[START OF SUPPLIED ENTRIES]

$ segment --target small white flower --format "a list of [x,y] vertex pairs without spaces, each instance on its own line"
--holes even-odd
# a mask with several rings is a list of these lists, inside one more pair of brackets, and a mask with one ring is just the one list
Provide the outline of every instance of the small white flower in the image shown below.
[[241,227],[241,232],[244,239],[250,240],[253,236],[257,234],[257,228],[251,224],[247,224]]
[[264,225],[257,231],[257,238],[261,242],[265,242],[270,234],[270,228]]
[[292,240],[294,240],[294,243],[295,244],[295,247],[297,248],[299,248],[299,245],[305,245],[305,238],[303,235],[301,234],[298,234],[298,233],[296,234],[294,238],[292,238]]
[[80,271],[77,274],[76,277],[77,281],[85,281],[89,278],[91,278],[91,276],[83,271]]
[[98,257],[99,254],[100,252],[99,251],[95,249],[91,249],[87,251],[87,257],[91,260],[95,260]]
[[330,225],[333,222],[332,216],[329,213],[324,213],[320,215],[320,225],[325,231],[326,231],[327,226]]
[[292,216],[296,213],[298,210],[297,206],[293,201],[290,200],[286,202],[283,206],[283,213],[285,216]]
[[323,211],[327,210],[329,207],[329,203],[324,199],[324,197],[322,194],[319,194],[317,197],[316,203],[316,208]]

[END OF SUPPLIED ENTRIES]

**WHAT THE EXERCISE ASKS:**
Count the lines in the material above that contain the word "instance". Reply with the number alone.

**WRITTEN RESPONSE:**
2